### STORED RECORDS
========

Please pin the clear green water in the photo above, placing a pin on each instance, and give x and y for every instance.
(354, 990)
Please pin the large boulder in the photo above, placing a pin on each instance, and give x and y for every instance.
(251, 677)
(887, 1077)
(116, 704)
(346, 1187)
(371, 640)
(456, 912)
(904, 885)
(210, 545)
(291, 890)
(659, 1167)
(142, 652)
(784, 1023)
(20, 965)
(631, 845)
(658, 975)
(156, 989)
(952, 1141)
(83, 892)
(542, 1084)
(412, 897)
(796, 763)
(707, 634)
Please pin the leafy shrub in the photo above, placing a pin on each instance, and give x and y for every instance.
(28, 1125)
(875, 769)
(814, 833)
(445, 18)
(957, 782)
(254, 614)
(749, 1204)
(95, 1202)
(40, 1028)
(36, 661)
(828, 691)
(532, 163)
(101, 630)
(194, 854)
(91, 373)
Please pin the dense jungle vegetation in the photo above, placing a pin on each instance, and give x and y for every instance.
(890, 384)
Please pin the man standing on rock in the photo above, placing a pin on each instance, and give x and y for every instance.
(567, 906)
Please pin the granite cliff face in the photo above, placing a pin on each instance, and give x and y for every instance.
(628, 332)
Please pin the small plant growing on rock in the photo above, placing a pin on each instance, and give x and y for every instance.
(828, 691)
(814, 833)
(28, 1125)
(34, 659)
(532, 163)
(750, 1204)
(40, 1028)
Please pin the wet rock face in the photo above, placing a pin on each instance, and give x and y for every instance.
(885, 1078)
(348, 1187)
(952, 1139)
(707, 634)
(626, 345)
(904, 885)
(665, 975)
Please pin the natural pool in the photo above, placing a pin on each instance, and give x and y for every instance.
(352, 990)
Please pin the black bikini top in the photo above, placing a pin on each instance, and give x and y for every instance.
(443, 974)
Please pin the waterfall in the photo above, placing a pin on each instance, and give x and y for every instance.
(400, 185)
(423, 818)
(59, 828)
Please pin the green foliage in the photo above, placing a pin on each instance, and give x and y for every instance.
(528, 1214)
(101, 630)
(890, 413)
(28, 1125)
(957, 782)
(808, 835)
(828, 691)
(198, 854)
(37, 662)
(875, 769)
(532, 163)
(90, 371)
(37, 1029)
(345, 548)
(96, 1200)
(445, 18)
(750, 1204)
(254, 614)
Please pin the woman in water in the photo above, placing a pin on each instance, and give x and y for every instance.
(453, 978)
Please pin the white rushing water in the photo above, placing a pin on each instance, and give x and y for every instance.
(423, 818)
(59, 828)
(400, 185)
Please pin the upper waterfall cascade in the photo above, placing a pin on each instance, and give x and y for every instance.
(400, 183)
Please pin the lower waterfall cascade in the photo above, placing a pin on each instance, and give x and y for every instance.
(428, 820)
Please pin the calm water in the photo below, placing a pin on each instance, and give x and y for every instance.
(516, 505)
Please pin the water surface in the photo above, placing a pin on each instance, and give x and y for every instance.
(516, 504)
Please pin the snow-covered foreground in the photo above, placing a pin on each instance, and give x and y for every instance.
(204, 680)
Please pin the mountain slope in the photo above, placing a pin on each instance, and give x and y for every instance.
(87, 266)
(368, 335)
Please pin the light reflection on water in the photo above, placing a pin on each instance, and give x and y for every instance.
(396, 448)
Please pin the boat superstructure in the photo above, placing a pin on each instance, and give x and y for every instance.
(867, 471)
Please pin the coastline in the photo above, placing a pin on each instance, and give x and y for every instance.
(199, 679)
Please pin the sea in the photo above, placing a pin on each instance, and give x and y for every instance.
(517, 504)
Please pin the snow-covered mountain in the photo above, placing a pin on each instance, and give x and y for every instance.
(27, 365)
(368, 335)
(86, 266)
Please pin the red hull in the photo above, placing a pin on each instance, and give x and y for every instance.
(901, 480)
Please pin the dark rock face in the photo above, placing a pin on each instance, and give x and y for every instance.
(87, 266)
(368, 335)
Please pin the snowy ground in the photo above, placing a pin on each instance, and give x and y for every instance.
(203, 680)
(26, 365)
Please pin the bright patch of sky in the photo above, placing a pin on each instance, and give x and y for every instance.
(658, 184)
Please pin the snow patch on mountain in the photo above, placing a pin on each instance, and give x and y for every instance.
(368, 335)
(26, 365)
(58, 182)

========

### GIVEN TASK
Please repeat the data above verbatim, from the first line to the last.

### ANSWER TO THIS PROBLEM
Please pin the clear green water in the photo above, placing a pin on each instance, and give x and y for every instance.
(354, 990)
Please pin the large boulder in the photo above, placing a pin on each instance, and give x and y for every instance.
(251, 677)
(887, 1077)
(116, 704)
(346, 1187)
(371, 640)
(456, 912)
(904, 885)
(210, 545)
(291, 890)
(659, 1167)
(142, 652)
(784, 1023)
(20, 965)
(631, 845)
(658, 975)
(156, 989)
(952, 1141)
(83, 892)
(542, 1084)
(412, 897)
(796, 763)
(707, 634)
Please pin the leafy shrub in the photo above, placing a pin on each instance, and give x and y for every instance.
(28, 1125)
(875, 769)
(814, 833)
(445, 18)
(957, 782)
(254, 614)
(749, 1204)
(95, 1202)
(40, 1028)
(36, 661)
(828, 691)
(532, 163)
(101, 630)
(194, 854)
(91, 373)
Please pin the dense jungle vegetation in the photo above, placing a pin on each instance, and give x and y for every instance.
(890, 384)
Please pin the man standing on rock in the photo above, placing a pin on each instance, and give x and y for every instance.
(567, 906)
Please pin the granite cliff face in the photo above, placing a pin on each instance, and give x and y for every instance.
(628, 332)
Please pin the small plant growing on rock in the photo above, placing a pin on each instance, and give x and y for every instance.
(828, 691)
(814, 833)
(28, 1125)
(34, 659)
(532, 163)
(750, 1204)
(40, 1028)
Please pin the wet rock face in the photo above, placing a pin on each instance, and give x and y for every instance.
(885, 1078)
(348, 1187)
(952, 1139)
(707, 634)
(626, 345)
(904, 885)
(665, 975)
Please pin the natural pool in the photo above, placing a pin on each instance, and give x and y for every instance.
(352, 990)
Please pin the black bikini top in the photo above, placing a pin on each instance, and give x and y for every instance.
(443, 974)
Please pin the waterfall in the photo above, placing a pin on each instance, and give x and y for every instance.
(400, 185)
(423, 818)
(59, 828)
Please pin the green foliage in the photo above, placing a pin on each instance, and give x and y for every instance.
(528, 1214)
(101, 630)
(890, 413)
(28, 1125)
(957, 782)
(808, 835)
(828, 691)
(198, 854)
(37, 662)
(875, 769)
(532, 163)
(90, 371)
(37, 1029)
(345, 548)
(96, 1200)
(445, 18)
(750, 1204)
(254, 614)
Please pin the woman in water in the photo above, placing a pin on each instance, and give x and y for every instance.
(453, 978)
Please pin the white rushing water in the photo above, placing a pin on each instance, and give x and y for every instance.
(423, 818)
(59, 828)
(400, 185)
Please pin the upper waterfall cascade in the photo above, placing a pin on each instance, and give x and y for every instance.
(400, 183)
Please pin the lower waterfall cascade in the photo above, placing a pin on each instance, and give x and y for every instance.
(428, 820)
Please pin the calm water in the photo below, placing a pin on each instance, and give x and y for every instance.
(516, 505)
Please pin the water surface in the photo above, placing a pin on each instance, and give x and y for every instance.
(516, 504)
Please pin the snow-covered foreground in the photo above, placing a pin on each instance, and give x and y for every instance.
(204, 680)
Please pin the mountain slope in the photo above, placing a pin on each instance, and give x and y for every instance.
(87, 266)
(368, 335)
Please pin the light reflection on water in the photo above, placing a pin on each instance, and give x and y for every instance.
(396, 448)
Please pin the boat superstructure in the photo above, placing a pin on each instance, and give x and y for every instance.
(867, 471)
Please pin the coastline in the photo above, placing a pin on each instance, and give x and y for every instance.
(199, 679)
Please pin the sea in the photo above, placing a pin on each instance, and give x and y for every instance.
(517, 504)
Please pin the snow-covered mountain in the photo above, placing a pin on each instance, and give x and y for every instance.
(27, 365)
(368, 335)
(86, 266)
Please pin the red hull in the photo above, placing a pin on each instance, and give x and y for every instance.
(901, 480)
Please pin the dark rock face in the photo above, placing a pin on each instance, and give x and y for every instance.
(87, 266)
(368, 335)
Please pin the snowy ground in the photo above, placing a pin on each instance, and give x and y for every instance.
(203, 680)
(26, 365)
Please pin the bright patch of sky in the photo above, placing a pin on each instance, and give x and y for every instance.
(658, 184)
Please pin the snow patch on mountain in the photo above, placing a pin on each instance, and give x and y for every instance.
(368, 335)
(26, 365)
(58, 182)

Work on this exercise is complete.